* START *

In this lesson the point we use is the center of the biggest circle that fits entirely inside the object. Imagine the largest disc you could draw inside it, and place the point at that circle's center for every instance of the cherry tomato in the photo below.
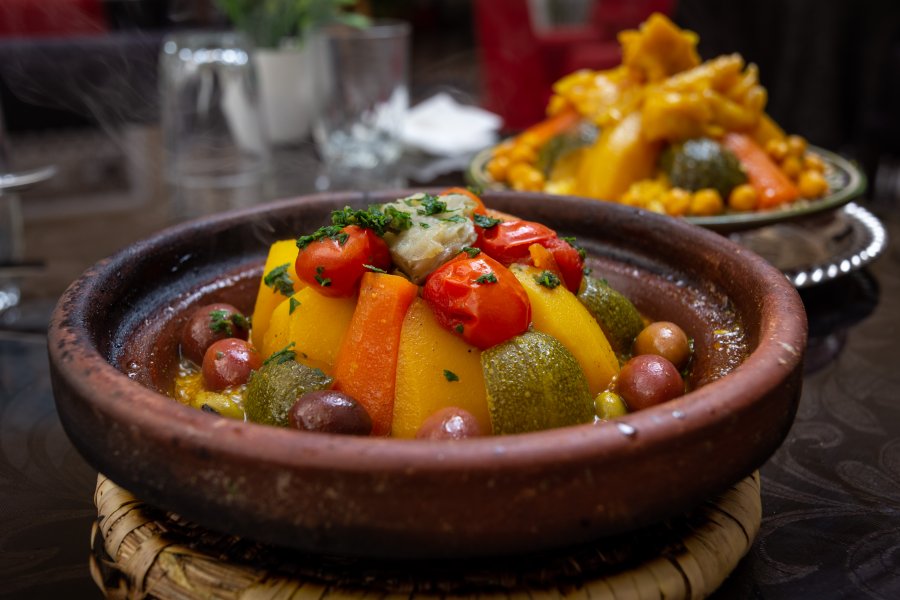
(479, 299)
(334, 265)
(479, 209)
(508, 242)
(647, 380)
(228, 363)
(569, 261)
(665, 339)
(208, 324)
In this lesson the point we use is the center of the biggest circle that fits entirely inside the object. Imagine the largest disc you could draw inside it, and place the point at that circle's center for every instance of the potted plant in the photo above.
(279, 29)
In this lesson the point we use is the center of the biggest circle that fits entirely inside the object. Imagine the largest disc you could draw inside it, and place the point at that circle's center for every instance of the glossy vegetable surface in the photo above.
(334, 264)
(479, 299)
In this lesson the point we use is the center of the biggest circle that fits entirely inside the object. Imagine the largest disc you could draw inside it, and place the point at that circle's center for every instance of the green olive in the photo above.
(609, 405)
(220, 404)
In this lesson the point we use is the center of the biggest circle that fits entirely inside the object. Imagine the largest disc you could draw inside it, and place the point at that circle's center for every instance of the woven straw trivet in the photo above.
(143, 552)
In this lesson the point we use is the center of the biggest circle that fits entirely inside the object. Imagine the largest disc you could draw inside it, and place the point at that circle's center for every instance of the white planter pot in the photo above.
(287, 93)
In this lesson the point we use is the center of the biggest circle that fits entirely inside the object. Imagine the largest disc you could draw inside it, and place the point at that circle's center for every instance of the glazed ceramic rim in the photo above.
(780, 347)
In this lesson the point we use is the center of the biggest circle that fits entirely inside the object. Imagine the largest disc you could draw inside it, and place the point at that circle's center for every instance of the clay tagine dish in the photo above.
(113, 345)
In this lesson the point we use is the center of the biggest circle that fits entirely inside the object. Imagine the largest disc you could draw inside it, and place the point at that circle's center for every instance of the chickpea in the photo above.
(657, 206)
(677, 201)
(743, 198)
(813, 162)
(812, 184)
(219, 404)
(525, 178)
(796, 146)
(777, 149)
(498, 167)
(705, 203)
(792, 167)
(524, 153)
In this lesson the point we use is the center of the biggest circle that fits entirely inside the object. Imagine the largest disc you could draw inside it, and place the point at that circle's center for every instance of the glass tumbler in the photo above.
(362, 85)
(216, 148)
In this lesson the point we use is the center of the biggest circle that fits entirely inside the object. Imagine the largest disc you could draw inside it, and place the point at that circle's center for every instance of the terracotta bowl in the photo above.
(113, 350)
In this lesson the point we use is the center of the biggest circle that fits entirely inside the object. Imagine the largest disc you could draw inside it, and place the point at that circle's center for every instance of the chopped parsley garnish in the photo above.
(431, 205)
(399, 220)
(279, 280)
(329, 231)
(323, 281)
(548, 279)
(574, 243)
(221, 321)
(484, 221)
(282, 356)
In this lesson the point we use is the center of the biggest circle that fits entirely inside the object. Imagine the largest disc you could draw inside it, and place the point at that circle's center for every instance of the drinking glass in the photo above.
(362, 86)
(216, 148)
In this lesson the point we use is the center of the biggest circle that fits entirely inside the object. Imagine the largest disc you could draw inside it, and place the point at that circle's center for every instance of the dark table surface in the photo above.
(831, 493)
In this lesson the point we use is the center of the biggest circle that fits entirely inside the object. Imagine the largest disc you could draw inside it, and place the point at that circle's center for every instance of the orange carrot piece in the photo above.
(772, 185)
(366, 364)
(539, 134)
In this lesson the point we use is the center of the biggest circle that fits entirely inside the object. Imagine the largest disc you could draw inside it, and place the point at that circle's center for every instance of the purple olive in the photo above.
(328, 411)
(208, 324)
(228, 363)
(647, 380)
(449, 423)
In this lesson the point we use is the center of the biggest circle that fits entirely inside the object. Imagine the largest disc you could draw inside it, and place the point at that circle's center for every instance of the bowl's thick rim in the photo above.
(781, 344)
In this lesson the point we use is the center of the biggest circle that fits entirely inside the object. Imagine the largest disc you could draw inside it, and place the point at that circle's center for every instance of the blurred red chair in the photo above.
(29, 18)
(520, 64)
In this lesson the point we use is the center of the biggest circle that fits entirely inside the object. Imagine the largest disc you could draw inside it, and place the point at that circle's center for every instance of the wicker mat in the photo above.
(143, 552)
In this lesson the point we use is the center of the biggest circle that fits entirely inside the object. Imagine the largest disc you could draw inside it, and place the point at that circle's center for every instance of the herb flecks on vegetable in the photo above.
(221, 321)
(282, 356)
(548, 279)
(431, 205)
(574, 243)
(329, 231)
(323, 281)
(484, 221)
(279, 280)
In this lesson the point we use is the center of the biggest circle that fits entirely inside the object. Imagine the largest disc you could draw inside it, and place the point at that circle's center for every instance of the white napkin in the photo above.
(443, 127)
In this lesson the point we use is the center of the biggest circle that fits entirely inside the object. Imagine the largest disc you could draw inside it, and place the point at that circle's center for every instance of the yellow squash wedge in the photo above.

* END *

(To be done): Output, unchanged, the lines from the line with "thick rim in the photo above." through the final line of the material.

(Answer in full):
In this lesson the point we use is the center of the biggest circle that fits entirely inside the object. Imagine the largest disc you could draw inside it, and place the point at that circle's center for every instance of the bowl's thick rim in the photo above.
(781, 344)
In this lesson the point we use is the center of the biggest circle that fits entirely inside the object. Imagine the largest disc you could draw inside it, and place the point at that circle's center for every instance of the blurred red chair in the photo above.
(29, 18)
(520, 64)
In this lesson the point we use is the center of the biggest circle that fits entirely inside the object. Imagine the largest disc you could draw inside it, and place the point at that circle's center for every instance of the wicker mat in the photo above.
(143, 552)
In this lesson the point we use is the center of the biggest circle that fits entirely inside the object. Imagine the largest disc you could draw inside it, and place the point at that circle's center for every instance of the herb flecks on vegetable in the photo above.
(221, 321)
(282, 356)
(548, 279)
(431, 205)
(574, 243)
(329, 231)
(323, 281)
(484, 221)
(279, 280)
In this lesson the point we use is the center of the biggest circle that fits entirely inside the object. Imagine the largest disc you could draw inside it, and place the point at that circle's center for every instance of the white napkin in the photo above.
(443, 127)
In this lesson the point we use is the center of the biggest circle that fits entirely inside the object. Imagine the largest disc you could draw inside it, and place the point at that circle's center for every instance of the yellow squash wedge in the photo above.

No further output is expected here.